** Selected passage **

UK gambling advertising: what to watch for in 2017
Last year saw industry advertising come under increased political, regulatory and public scrutiny. Chris Elliott and Beth French of Wiggin LLP look at the main developments and how these are set to impact stakeholders in 2017.
Gambling advertising in the UK was a key discussion topic in 2016, and continues to attract major political, regulatory and public scrutiny. The industry witnessed a multitude of developments over the past 12 months which indicate gambling advertising practice will remain a core item on the industry's agenda. Here we look back at the developments of 2016, and examine some of the key trends in the gambling advertising space
1. CMA launches investigation into online gambling
The Competition and Markets Authority (CMA) announced in October 2016 that it would be investigating possible unfair terms and practices in the remote gambling sector, following concerns raised by the Gambling Commission that some operators may be breaching consumer law.
Among other things, the CMA, together with the Commission, will be looking at how clearly and effectively operators communicate what can often be complex promotional terms, and whether the average consumer is able to make a properly informed choice about whether or not to gamble.

** Named-object pointing records **
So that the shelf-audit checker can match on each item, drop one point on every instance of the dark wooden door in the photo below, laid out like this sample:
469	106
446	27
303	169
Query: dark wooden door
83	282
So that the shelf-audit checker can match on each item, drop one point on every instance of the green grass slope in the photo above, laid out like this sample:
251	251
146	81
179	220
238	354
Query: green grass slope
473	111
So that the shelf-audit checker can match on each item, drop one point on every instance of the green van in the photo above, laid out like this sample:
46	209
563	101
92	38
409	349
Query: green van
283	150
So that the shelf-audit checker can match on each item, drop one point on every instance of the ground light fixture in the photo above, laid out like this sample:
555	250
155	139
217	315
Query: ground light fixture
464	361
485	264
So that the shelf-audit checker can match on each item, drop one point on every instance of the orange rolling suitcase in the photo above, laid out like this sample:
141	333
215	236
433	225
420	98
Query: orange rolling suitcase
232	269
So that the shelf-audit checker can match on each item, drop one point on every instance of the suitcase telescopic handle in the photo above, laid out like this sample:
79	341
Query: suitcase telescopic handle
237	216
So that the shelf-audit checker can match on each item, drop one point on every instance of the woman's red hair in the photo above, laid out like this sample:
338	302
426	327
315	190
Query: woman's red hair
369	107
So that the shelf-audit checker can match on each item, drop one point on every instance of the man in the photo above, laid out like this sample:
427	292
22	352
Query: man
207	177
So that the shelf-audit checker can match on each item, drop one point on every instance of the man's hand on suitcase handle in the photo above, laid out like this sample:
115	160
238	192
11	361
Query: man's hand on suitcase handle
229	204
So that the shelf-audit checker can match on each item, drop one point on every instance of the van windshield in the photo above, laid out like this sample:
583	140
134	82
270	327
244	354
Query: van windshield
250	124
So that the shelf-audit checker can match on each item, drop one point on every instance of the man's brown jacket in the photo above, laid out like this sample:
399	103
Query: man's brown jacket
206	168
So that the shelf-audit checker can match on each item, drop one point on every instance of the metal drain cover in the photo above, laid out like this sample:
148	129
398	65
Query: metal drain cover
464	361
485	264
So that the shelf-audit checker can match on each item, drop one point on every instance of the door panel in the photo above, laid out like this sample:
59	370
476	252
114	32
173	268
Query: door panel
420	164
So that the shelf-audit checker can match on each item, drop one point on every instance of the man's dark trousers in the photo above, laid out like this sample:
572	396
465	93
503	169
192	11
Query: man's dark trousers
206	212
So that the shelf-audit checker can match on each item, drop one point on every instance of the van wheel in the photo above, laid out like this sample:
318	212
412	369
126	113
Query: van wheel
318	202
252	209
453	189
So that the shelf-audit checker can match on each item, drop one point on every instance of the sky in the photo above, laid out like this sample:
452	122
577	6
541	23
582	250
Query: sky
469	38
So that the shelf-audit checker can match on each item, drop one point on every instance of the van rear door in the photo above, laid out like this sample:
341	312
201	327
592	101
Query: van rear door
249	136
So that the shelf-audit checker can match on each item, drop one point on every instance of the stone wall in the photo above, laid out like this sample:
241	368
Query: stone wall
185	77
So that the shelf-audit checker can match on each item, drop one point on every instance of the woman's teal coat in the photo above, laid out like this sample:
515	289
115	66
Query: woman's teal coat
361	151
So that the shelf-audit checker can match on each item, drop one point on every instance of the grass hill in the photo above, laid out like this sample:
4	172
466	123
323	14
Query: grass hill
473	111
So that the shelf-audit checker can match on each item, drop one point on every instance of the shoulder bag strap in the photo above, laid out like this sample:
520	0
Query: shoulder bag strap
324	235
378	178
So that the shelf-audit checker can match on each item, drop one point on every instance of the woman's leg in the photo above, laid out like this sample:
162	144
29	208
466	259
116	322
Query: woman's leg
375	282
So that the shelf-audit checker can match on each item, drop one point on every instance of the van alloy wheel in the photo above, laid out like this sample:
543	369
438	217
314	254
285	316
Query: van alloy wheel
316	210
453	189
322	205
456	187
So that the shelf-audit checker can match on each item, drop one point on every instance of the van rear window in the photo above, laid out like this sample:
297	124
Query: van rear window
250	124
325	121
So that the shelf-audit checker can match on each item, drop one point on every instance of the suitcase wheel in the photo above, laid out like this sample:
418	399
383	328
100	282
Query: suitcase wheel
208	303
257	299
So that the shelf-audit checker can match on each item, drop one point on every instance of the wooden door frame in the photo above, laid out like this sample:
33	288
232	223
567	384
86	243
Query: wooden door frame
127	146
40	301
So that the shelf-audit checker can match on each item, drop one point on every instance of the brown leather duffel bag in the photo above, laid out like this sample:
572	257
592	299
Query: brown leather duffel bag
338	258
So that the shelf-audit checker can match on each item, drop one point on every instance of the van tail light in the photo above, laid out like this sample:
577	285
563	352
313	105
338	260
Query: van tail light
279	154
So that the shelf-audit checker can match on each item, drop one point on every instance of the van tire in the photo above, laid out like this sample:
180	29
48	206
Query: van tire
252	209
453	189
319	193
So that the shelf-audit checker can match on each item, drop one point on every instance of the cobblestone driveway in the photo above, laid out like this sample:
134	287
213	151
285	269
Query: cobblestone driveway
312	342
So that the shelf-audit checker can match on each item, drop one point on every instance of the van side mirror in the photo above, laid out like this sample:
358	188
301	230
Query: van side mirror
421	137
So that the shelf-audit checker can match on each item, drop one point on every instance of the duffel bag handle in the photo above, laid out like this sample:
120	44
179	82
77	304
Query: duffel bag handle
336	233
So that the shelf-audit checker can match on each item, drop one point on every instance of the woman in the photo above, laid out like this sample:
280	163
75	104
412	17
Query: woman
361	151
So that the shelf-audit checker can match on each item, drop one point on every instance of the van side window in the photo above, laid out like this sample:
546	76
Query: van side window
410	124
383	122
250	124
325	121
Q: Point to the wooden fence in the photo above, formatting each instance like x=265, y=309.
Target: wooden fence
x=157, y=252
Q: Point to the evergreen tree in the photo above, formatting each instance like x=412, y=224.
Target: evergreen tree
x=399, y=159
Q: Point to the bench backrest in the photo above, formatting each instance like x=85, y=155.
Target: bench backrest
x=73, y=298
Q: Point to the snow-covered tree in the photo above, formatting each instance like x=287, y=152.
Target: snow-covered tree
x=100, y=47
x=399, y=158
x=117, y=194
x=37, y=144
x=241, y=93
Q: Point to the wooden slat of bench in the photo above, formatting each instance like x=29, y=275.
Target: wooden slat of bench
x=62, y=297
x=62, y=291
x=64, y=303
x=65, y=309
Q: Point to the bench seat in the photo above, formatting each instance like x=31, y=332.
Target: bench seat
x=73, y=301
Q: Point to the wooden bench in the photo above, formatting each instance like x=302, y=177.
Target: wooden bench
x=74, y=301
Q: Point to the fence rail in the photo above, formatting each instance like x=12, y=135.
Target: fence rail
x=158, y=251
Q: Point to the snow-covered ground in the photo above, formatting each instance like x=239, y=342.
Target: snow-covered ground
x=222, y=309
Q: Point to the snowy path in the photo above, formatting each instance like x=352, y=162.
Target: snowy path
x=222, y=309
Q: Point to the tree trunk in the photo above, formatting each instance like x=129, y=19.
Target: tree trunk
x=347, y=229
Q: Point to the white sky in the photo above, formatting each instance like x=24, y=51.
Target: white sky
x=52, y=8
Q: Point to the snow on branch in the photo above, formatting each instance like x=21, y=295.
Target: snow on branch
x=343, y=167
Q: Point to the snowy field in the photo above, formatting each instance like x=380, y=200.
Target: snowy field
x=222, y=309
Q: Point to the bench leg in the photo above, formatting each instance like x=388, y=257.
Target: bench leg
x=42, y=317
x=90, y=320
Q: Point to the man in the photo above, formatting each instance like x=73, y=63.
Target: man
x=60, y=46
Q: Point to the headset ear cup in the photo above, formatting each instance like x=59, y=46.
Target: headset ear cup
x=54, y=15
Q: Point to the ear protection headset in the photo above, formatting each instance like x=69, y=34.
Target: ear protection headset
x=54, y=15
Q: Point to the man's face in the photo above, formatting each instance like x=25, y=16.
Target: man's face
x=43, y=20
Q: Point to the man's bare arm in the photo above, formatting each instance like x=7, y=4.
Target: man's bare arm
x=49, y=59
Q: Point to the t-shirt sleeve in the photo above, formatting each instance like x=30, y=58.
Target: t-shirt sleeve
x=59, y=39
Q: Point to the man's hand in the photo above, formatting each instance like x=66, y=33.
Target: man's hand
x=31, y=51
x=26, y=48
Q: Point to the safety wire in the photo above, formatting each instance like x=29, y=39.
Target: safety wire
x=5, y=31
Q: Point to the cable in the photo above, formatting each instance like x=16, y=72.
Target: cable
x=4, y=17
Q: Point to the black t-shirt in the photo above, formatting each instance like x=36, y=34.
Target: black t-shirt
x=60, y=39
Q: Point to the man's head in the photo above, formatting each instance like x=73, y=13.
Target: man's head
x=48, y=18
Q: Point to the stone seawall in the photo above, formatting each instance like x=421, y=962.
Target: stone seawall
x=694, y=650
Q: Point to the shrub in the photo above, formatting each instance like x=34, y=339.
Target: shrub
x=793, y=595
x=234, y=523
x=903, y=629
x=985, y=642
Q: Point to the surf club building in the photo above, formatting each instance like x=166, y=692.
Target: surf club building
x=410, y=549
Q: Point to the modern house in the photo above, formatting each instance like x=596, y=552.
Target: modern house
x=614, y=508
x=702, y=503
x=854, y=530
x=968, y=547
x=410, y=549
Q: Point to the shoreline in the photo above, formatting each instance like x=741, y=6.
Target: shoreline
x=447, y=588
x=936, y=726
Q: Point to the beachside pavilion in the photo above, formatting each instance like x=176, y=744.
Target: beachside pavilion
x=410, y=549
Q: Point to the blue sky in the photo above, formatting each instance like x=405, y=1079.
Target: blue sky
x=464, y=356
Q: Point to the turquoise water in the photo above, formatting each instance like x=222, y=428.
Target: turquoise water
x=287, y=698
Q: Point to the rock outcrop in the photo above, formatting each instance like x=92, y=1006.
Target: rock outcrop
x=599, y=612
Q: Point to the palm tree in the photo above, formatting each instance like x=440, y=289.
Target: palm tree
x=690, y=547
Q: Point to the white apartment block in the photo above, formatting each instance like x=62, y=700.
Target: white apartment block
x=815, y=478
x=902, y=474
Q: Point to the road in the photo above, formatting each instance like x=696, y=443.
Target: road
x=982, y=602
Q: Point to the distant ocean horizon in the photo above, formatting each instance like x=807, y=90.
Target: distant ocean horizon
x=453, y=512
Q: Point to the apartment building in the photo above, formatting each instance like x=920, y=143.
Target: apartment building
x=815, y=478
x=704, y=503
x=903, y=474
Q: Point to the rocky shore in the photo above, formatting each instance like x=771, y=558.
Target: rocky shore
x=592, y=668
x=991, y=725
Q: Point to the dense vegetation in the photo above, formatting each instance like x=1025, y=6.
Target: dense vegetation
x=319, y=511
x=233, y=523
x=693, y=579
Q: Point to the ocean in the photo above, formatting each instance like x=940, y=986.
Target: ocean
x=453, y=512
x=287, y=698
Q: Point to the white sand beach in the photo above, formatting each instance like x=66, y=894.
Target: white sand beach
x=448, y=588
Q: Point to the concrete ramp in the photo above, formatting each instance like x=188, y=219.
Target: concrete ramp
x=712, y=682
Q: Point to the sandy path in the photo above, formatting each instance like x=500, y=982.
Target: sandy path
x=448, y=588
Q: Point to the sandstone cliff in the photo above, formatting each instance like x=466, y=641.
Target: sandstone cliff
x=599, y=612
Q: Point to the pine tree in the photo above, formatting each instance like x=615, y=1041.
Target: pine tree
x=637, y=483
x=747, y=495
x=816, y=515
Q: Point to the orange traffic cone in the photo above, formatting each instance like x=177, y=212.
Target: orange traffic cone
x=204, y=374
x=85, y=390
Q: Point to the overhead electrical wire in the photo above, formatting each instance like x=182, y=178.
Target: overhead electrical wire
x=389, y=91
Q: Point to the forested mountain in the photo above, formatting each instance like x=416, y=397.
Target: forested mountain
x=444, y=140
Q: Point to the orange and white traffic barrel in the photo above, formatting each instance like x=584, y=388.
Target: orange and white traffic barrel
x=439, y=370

** Your tasks **
1. Answer these questions using the article on UK gambling advertising:
(a) With which firm are Chris Elliott and Beth French associated?
(b) In what month and year did the CMA announce its investigation?
(c) Which body raised concerns that some operators may be breaching consumer law?
2. List every organization named in the article on UK gambling advertising.
The records have no connection to the article on UK gambling advertising.

** Written answers **
1.
(a) Wiggin LLP
(b) October 2016
(c) The Gambling Commission

2.
Wiggin LLP
The Competition and Markets Authority (CMA)
The Gambling Commission